▸ **Document source**

★ ★ ★ ★ ★

Si de tels cercles vicieux sont effectivement à l’œuvre, alors l’économie est susceptible d’être durablement piégée dans la récession. En effet, les entreprises sont désincitées à accroître leur investissement et à embaucher tant qu’elles anticipent une faible demande ; les ménages sont de leur côté désincités à accroître leurs dépenses tant qu’ils anticipent une hausse du chômage. Par conséquent, les keynésiens jugent nécessaire d’assouplir les politiques conjoncturelles : la banque centrale doit réduire les taux d’intérêt, tandis que le gouvernement doit accroître ses dépenses et réduire les impôts, pour inciter les entreprises à investir et les ménages à consommer. Par conséquent, si la hausse du chômage observée suite à la crise du crédit subprime correspond avant tout à une hausse du chômage keynésien, alors il aurait été justifié que les gouvernements aient poursuivi leurs mesures de relance au lieu d’embrasser l’austérité à partir de 2010.
Il y a toutefois peu de preuves empiriques confirmant l’importance du canal de propagation par la demande, notamment parce qu’il est difficile de distinguer les différentes vagues de destructions d’emplois dans les données. Par exemple, le secteur automobile peut licencier des ouvriers ; ces ouvriers iront alors moins souvent au restaurant ; les restaurants licencieront des serveurs, or les serveurs qui perdent leur emploi réduiront leurs achats de voitures, provoquant par là des destructions d’emplois dans le secteur automobile.
A travers leurs divers travaux, Atif Mian et Amir Sufi ont montré que les comtés américains qui ont connu avant la crise les plus fortes hausses des prix de l’immobilier et de l’endettement des ménages ont été précisément ceux qui ont connu les plus fortes chutes de la consommation et de l’emploi au cours de la crise. Lorsque les prix de l’immobilier augmentent, les ménages sont incités à davantage consommer en raison des effets de richesse. Réciproquement, lorsque les prix de l’immobilier chutent, les ménages voient la valeur de leur patrimoine s’effondrer, ce qui les incite à réduire leurs dépenses, en particulier s’ils sont endettés. Cette réduction de la consommation réduit les débouchés des entreprises et les incite à licencier. Or la hausse du chômage accroît davantage les difficultés des ménages à assurer le service de leur dette, ce qui les amène à réduire davantage leurs dépenses.

★ ★ ★ ★ ★

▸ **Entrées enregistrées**
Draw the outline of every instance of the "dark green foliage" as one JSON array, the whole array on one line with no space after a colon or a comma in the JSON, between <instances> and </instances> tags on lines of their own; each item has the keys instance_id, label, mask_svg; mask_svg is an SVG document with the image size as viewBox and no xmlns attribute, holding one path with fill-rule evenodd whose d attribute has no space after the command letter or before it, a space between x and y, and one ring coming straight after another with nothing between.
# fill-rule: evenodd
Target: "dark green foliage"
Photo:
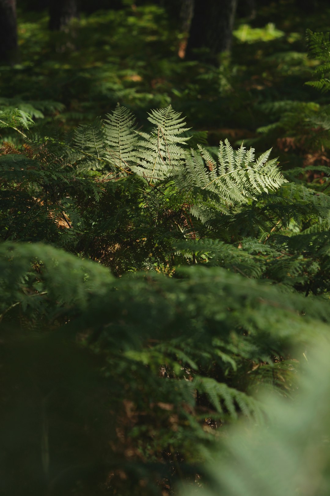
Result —
<instances>
[{"instance_id":1,"label":"dark green foliage","mask_svg":"<svg viewBox=\"0 0 330 496\"><path fill-rule=\"evenodd\" d=\"M282 394L293 391L297 363L281 357L293 345L299 357L317 339L315 329L317 336L326 333L323 322L330 320L322 301L283 294L219 268L181 271L179 278L142 274L115 279L97 263L50 247L5 243L0 269L5 370L29 371L24 380L11 379L19 406L11 381L3 384L1 411L16 411L18 419L24 412L22 453L28 433L36 435L47 426L43 444L30 448L30 463L45 478L36 494L45 485L62 494L78 481L82 494L89 494L90 478L103 486L104 474L119 469L141 477L138 463L130 468L130 459L147 464L148 484L153 473L156 480L171 479L167 463L178 456L180 473L188 477L187 464L201 461L213 444L205 418L220 426L240 412L262 423L262 403L246 393L267 384ZM73 400L79 413L67 403ZM71 415L75 427L69 434ZM14 429L12 423L1 420L5 429ZM61 454L65 435L72 438L69 452L74 462ZM16 441L7 438L5 449L15 452ZM17 466L14 477L34 483L36 469L25 470ZM2 479L9 484L7 477ZM120 485L116 480L104 490ZM13 480L10 484L15 487Z\"/></svg>"},{"instance_id":2,"label":"dark green foliage","mask_svg":"<svg viewBox=\"0 0 330 496\"><path fill-rule=\"evenodd\" d=\"M291 418L327 349L330 112L310 87L327 88L326 26L257 2L210 65L178 57L175 2L113 3L49 33L27 0L20 63L1 68L0 492L212 492L221 445L216 494L294 493L290 453L307 473L312 445L280 415L283 444L258 393Z\"/></svg>"}]
</instances>

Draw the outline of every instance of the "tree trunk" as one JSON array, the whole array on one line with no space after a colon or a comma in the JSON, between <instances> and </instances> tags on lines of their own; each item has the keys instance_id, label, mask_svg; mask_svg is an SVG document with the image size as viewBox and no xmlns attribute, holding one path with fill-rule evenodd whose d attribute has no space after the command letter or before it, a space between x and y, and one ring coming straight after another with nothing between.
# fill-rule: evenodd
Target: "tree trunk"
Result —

★ ★ ★ ★ ★

▸ **Défis**
1. Réécrivez le passage du document source qui commence aux mots « Il y a toutefois » et s'arrête après « le secteur automobile. », en remplaçant « serveurs » par « cuisiniers ».
2. Répondez à ces questions d'après le document source.
(a) Selon les keynésiens, que doit faire la banque centrale ?
(b) Dans l'exemple de propagation par la demande, quel secteur licencie des ouvriers au départ ?
(c) Qui a montré que les comtés américains aux plus fortes hausses des prix de l'immobilier ont connu les plus fortes chutes de la consommation et de l'emploi ?

▸ **Réponses fournies**
1.
Il y a toutefois peu de preuves empiriques confirmant l’importance du canal de propagation par la demande, notamment parce qu’il est difficile de distinguer les différentes vagues de destructions d’emplois dans les données. Par exemple, le secteur automobile peut licencier des ouvriers ; ces ouvriers iront alors moins souvent au restaurant ; les restaurants licencieront des cuisiniers, or les cuisiniers qui perdent leur emploi réduiront leurs achats de voitures, provoquant par là des destructions d’emplois dans le secteur automobile.

2.
(a) Elle doit réduire les taux d'intérêt.
(b) Le secteur automobile.
(c) Atif Mian et Amir Sufi.